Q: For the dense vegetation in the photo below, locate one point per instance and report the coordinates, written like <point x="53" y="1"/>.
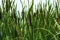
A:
<point x="43" y="24"/>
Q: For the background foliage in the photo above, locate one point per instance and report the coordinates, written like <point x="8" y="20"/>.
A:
<point x="43" y="24"/>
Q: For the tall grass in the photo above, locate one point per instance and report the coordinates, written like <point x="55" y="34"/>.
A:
<point x="43" y="24"/>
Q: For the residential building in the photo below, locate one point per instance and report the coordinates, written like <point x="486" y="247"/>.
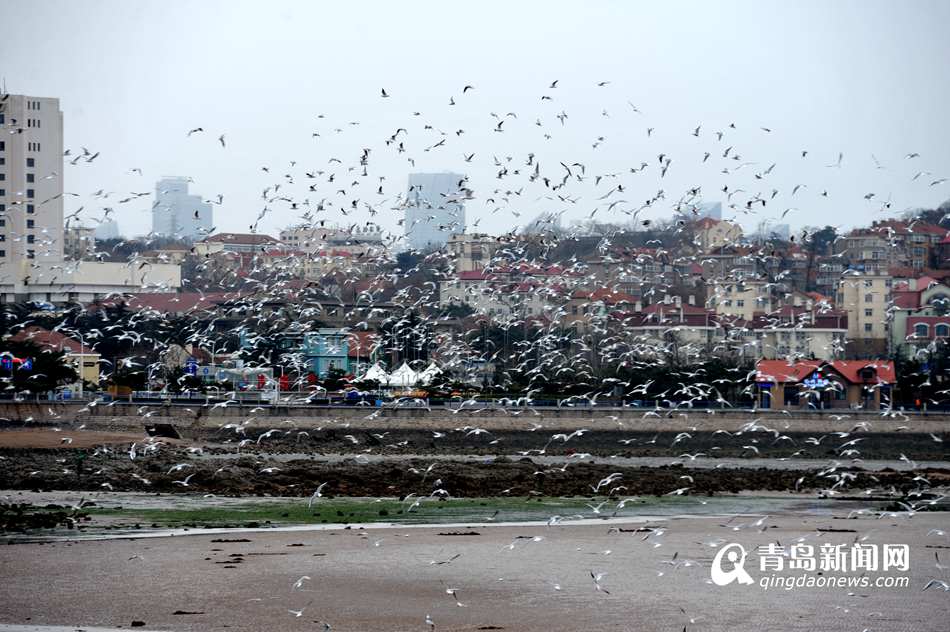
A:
<point x="710" y="234"/>
<point x="239" y="243"/>
<point x="83" y="359"/>
<point x="866" y="300"/>
<point x="79" y="242"/>
<point x="366" y="238"/>
<point x="107" y="229"/>
<point x="472" y="252"/>
<point x="920" y="315"/>
<point x="796" y="332"/>
<point x="32" y="249"/>
<point x="741" y="299"/>
<point x="178" y="214"/>
<point x="435" y="209"/>
<point x="817" y="384"/>
<point x="31" y="182"/>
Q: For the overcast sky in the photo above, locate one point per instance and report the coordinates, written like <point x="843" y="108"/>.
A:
<point x="870" y="80"/>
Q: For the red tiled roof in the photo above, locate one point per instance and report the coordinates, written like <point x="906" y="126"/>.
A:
<point x="781" y="371"/>
<point x="51" y="340"/>
<point x="706" y="222"/>
<point x="667" y="308"/>
<point x="248" y="239"/>
<point x="606" y="295"/>
<point x="362" y="343"/>
<point x="173" y="302"/>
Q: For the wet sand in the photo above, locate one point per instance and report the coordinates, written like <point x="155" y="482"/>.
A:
<point x="385" y="579"/>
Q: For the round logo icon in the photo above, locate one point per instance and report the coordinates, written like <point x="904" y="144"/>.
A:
<point x="735" y="555"/>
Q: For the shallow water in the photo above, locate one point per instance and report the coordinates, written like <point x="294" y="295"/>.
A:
<point x="546" y="512"/>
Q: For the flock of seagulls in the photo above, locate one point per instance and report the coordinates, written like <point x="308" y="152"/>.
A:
<point x="398" y="297"/>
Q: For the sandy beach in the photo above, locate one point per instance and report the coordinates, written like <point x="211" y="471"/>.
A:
<point x="525" y="578"/>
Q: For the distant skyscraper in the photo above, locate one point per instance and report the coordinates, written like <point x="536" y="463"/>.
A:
<point x="435" y="209"/>
<point x="712" y="210"/>
<point x="177" y="214"/>
<point x="31" y="182"/>
<point x="107" y="229"/>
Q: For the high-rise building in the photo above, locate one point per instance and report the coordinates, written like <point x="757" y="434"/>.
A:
<point x="176" y="213"/>
<point x="434" y="209"/>
<point x="31" y="181"/>
<point x="32" y="266"/>
<point x="107" y="229"/>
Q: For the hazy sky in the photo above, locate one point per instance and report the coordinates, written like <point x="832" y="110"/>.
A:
<point x="861" y="78"/>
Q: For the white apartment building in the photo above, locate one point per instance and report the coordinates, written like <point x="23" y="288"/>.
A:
<point x="741" y="299"/>
<point x="434" y="209"/>
<point x="31" y="180"/>
<point x="314" y="238"/>
<point x="177" y="213"/>
<point x="32" y="265"/>
<point x="866" y="300"/>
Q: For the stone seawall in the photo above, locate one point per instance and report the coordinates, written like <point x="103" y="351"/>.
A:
<point x="124" y="415"/>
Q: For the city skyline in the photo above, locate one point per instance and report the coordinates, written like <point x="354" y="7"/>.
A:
<point x="805" y="107"/>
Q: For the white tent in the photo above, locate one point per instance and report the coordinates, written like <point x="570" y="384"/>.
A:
<point x="403" y="376"/>
<point x="377" y="374"/>
<point x="428" y="374"/>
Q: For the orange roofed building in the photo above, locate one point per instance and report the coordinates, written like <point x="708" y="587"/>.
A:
<point x="819" y="384"/>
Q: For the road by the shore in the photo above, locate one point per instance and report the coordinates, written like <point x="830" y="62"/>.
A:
<point x="506" y="578"/>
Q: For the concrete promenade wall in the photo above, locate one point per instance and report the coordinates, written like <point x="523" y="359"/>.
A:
<point x="197" y="416"/>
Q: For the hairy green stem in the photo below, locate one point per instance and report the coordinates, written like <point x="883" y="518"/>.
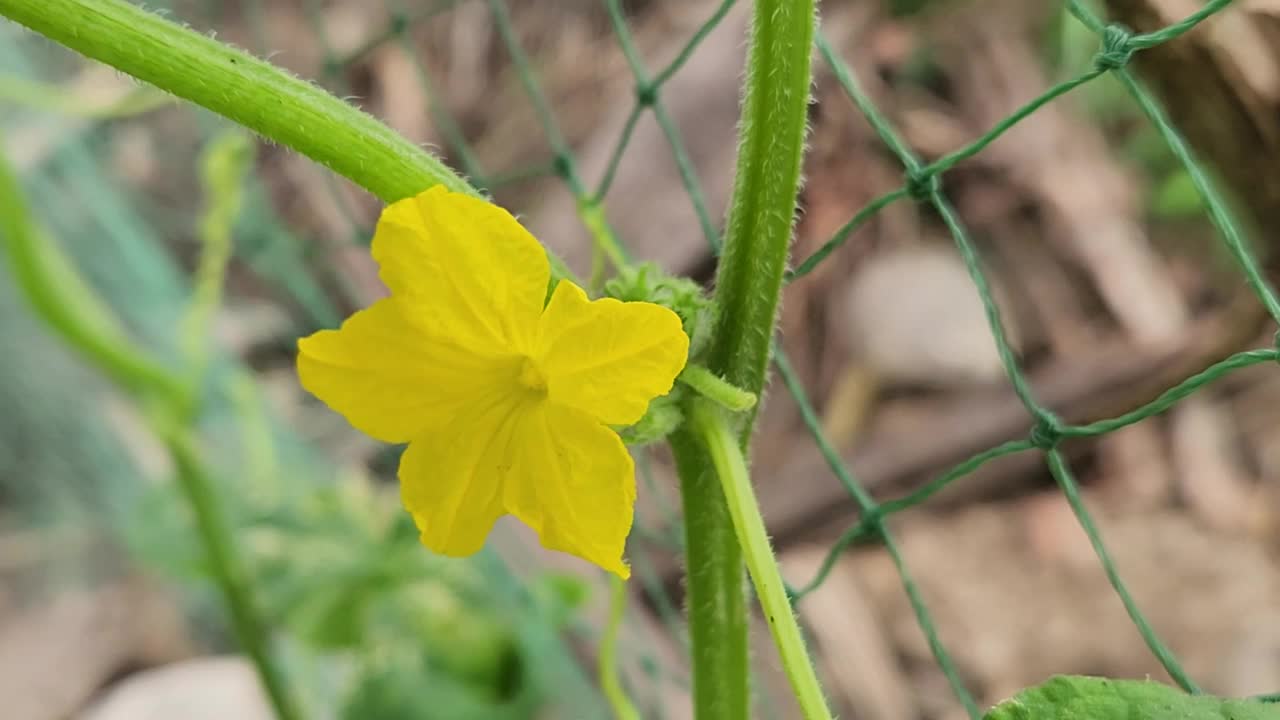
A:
<point x="713" y="387"/>
<point x="713" y="428"/>
<point x="60" y="297"/>
<point x="749" y="281"/>
<point x="225" y="564"/>
<point x="714" y="588"/>
<point x="252" y="92"/>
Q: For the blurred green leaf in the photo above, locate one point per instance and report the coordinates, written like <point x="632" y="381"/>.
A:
<point x="1176" y="197"/>
<point x="1100" y="698"/>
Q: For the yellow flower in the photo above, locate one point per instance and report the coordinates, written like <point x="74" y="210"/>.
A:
<point x="506" y="406"/>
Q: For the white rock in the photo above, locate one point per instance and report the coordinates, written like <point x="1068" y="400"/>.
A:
<point x="205" y="688"/>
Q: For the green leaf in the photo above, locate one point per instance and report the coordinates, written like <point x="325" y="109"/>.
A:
<point x="1098" y="698"/>
<point x="1176" y="196"/>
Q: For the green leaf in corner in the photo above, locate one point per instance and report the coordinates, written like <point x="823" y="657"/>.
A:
<point x="1100" y="698"/>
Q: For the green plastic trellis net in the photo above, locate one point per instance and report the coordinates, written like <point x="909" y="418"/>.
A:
<point x="922" y="183"/>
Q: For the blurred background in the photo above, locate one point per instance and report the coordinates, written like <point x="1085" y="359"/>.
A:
<point x="1105" y="264"/>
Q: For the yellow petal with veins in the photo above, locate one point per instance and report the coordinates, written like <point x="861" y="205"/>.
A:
<point x="572" y="482"/>
<point x="465" y="268"/>
<point x="608" y="358"/>
<point x="391" y="382"/>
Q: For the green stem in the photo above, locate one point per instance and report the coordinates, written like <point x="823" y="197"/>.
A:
<point x="252" y="92"/>
<point x="63" y="300"/>
<point x="255" y="94"/>
<point x="713" y="428"/>
<point x="60" y="297"/>
<point x="749" y="282"/>
<point x="227" y="568"/>
<point x="608" y="661"/>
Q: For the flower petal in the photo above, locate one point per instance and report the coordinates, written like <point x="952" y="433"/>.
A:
<point x="466" y="267"/>
<point x="452" y="478"/>
<point x="572" y="481"/>
<point x="391" y="381"/>
<point x="608" y="358"/>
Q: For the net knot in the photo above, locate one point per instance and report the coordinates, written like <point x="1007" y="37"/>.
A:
<point x="1047" y="431"/>
<point x="1116" y="50"/>
<point x="562" y="165"/>
<point x="647" y="94"/>
<point x="871" y="525"/>
<point x="922" y="185"/>
<point x="332" y="65"/>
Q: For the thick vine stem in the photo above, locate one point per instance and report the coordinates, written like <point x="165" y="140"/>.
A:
<point x="713" y="428"/>
<point x="237" y="85"/>
<point x="748" y="282"/>
<point x="279" y="106"/>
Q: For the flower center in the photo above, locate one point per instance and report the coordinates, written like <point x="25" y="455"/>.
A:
<point x="531" y="376"/>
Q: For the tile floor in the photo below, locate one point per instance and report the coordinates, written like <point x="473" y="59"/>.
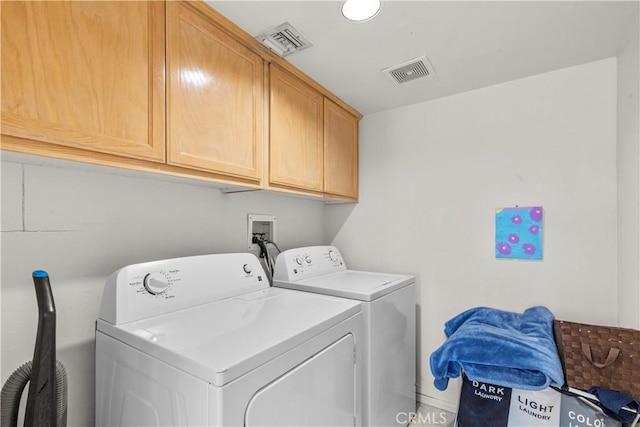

------------------------------

Extract all of the entries above verbatim, omitting the pictures.

Q: For the dense vegetation in the photo below, locate one point per instance and report the coordinates, written like <point x="53" y="1"/>.
A:
<point x="43" y="24"/>
Q: For the background foliage in the photo above, locate one point per instance and report the coordinates, written like <point x="8" y="20"/>.
A:
<point x="43" y="24"/>
Q: For the tall grass in the photo above, locate one point per instance and report the coordinates, written like <point x="55" y="34"/>.
A:
<point x="43" y="24"/>
Q: For the residential building in the photo below, locate one point per instance and report the coordinates, written like <point x="486" y="247"/>.
A:
<point x="710" y="234"/>
<point x="239" y="243"/>
<point x="83" y="359"/>
<point x="866" y="300"/>
<point x="79" y="242"/>
<point x="366" y="238"/>
<point x="107" y="229"/>
<point x="472" y="252"/>
<point x="920" y="315"/>
<point x="796" y="332"/>
<point x="32" y="249"/>
<point x="741" y="299"/>
<point x="178" y="214"/>
<point x="435" y="209"/>
<point x="817" y="384"/>
<point x="31" y="182"/>
Q: For the overcast sky in the photo above, locate one point per instance and report the coordinates, written like <point x="843" y="108"/>.
A:
<point x="870" y="80"/>
Q: For the red tiled roof in the photo above, locate one point per instance and report the coordinates, written like <point x="906" y="126"/>.
A:
<point x="781" y="371"/>
<point x="51" y="340"/>
<point x="706" y="222"/>
<point x="667" y="308"/>
<point x="248" y="239"/>
<point x="606" y="295"/>
<point x="362" y="343"/>
<point x="173" y="302"/>
Q: For the wet sand in the photo above, locate one point per instance and report the coordinates, written like <point x="155" y="482"/>.
A:
<point x="385" y="579"/>
Q: For the round logo icon in the photo above, locate one point per instance and report the coordinates, written like <point x="904" y="144"/>.
A:
<point x="735" y="555"/>
Q: For the shallow water in the photo above, locate one point per instance and report the coordinates, written like <point x="294" y="295"/>.
A:
<point x="546" y="512"/>
Q: For the flock of seagulls in the photo above, locate one point per instance and report the coordinates, written like <point x="308" y="152"/>.
A:
<point x="398" y="297"/>
Q: For the sandy beach in the photo above, locate one point per instance and report the coordinates, written like <point x="211" y="471"/>.
A:
<point x="525" y="578"/>
Q: For the distant skyscraper in the photo above, locate one point per instance and report the coordinates, written like <point x="536" y="463"/>.
A:
<point x="435" y="209"/>
<point x="712" y="210"/>
<point x="177" y="214"/>
<point x="31" y="182"/>
<point x="107" y="229"/>
Q: For the high-rise building in the photo above, locate one point per instance and report the coordinates, written like <point x="757" y="434"/>.
A:
<point x="176" y="213"/>
<point x="434" y="209"/>
<point x="31" y="181"/>
<point x="32" y="266"/>
<point x="107" y="229"/>
Q: For the hazy sky in the photo above, locate one point per instance and report the coordinates, written like <point x="832" y="110"/>.
A:
<point x="861" y="78"/>
Q: For the white apartment building in the photo above, locate one point per instance and report the coordinates, written like <point x="23" y="288"/>.
A:
<point x="741" y="299"/>
<point x="434" y="209"/>
<point x="31" y="180"/>
<point x="314" y="238"/>
<point x="177" y="213"/>
<point x="32" y="265"/>
<point x="866" y="300"/>
Q: For the stone seawall in the photo above, locate one point per instance and report the coordinates, written like <point x="103" y="351"/>.
A:
<point x="124" y="415"/>
Q: For the city skyline in the photo above, locate one point per instance and report the coordinates, written like <point x="354" y="7"/>.
A:
<point x="805" y="107"/>
Q: For the white tent in the photo above, locate one point per instance and report the coordinates, written like <point x="570" y="384"/>.
A:
<point x="403" y="376"/>
<point x="377" y="374"/>
<point x="428" y="374"/>
Q: For the orange roofed building in the photo above, locate one point per instance and report the coordinates, written like <point x="708" y="587"/>.
A:
<point x="819" y="384"/>
Q: For the road by the shore in the photo above, locate one point per instance and report the coordinates, written like <point x="830" y="62"/>.
A:
<point x="506" y="578"/>
Q: For the concrete promenade wall in the photo above, locate one point per instance and report the coordinates, written like <point x="523" y="359"/>.
A:
<point x="197" y="416"/>
Q: For the hairy green stem in the photo below, locate one point per instance and report the coordinates, written like <point x="883" y="518"/>.
A:
<point x="713" y="387"/>
<point x="713" y="428"/>
<point x="60" y="297"/>
<point x="749" y="281"/>
<point x="225" y="564"/>
<point x="714" y="588"/>
<point x="252" y="92"/>
Q: For the blurred green leaf in the photo above, locate one point per instance and report the coordinates, written like <point x="632" y="381"/>.
A:
<point x="1176" y="197"/>
<point x="1100" y="698"/>
Q: For the yellow flower in the photo above, locate one point per instance and report the coordinates, written like <point x="74" y="210"/>.
A:
<point x="506" y="406"/>
Q: For the white rock in the photo above, locate one point per instance and report the coordinates, written like <point x="1068" y="400"/>.
A:
<point x="205" y="688"/>
Q: For the green leaf in the photo above, locate one point per instance and report the coordinates, written like <point x="325" y="109"/>.
A:
<point x="1098" y="698"/>
<point x="1176" y="196"/>
Q: For the green leaf in corner in the photo above, locate one point per instance and report the coordinates, written like <point x="823" y="657"/>.
A:
<point x="1100" y="698"/>
Q: For the green plastic trellis net in the photo above, locate one point per instance and report the coordinates, written like <point x="909" y="418"/>.
A:
<point x="922" y="183"/>
Q: For the blurred background in the photo above, locate one point per instance and report the coordinates, written like <point x="1085" y="359"/>.
A:
<point x="1105" y="264"/>
Q: For the yellow petal with veins in the photo above, locate one point per instance and report the coordinates, written like <point x="861" y="205"/>.
A:
<point x="572" y="482"/>
<point x="465" y="268"/>
<point x="608" y="358"/>
<point x="391" y="382"/>
Q: For the green stem in the photo above, locate one point per instance and report the coordinates, written like <point x="823" y="197"/>.
A:
<point x="252" y="92"/>
<point x="63" y="300"/>
<point x="255" y="94"/>
<point x="713" y="428"/>
<point x="60" y="297"/>
<point x="749" y="282"/>
<point x="227" y="568"/>
<point x="608" y="661"/>
Q: For the flower petal in the photo above, locate one point per instance and report the coordinates, written like <point x="952" y="433"/>.
A:
<point x="466" y="267"/>
<point x="452" y="478"/>
<point x="572" y="481"/>
<point x="391" y="381"/>
<point x="608" y="358"/>
Q: For the net knot in the photo above, locate one point per instance and report the coordinates, written like <point x="1007" y="37"/>.
A:
<point x="1047" y="431"/>
<point x="1116" y="50"/>
<point x="562" y="165"/>
<point x="647" y="94"/>
<point x="871" y="525"/>
<point x="922" y="185"/>
<point x="332" y="65"/>
Q: For the thick vine stem in the photo above, locate one point per instance and report the coordinates, written like <point x="165" y="140"/>.
A:
<point x="713" y="428"/>
<point x="237" y="85"/>
<point x="748" y="282"/>
<point x="279" y="106"/>
Q: For the flower center in the photo above, locate one point per instance and report the coordinates, written like <point x="25" y="455"/>.
A:
<point x="531" y="376"/>
Q: For the tile floor in the photo below, locate one point per instance and report the coordinates, written like <point x="473" y="59"/>.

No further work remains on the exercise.